(Entries for locating named things)
◇ ◇ ◇ ◇

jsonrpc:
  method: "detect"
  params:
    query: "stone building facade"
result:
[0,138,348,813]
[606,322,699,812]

◇ ◇ ◇ ◇

## PROBLEM TO SOLVE
Copy the records above exactly, line for line.

## CORRECT RESULT
jsonrpc:
  method: "detect"
  params:
    query: "stone building facade"
result:
[0,138,348,813]
[606,322,699,812]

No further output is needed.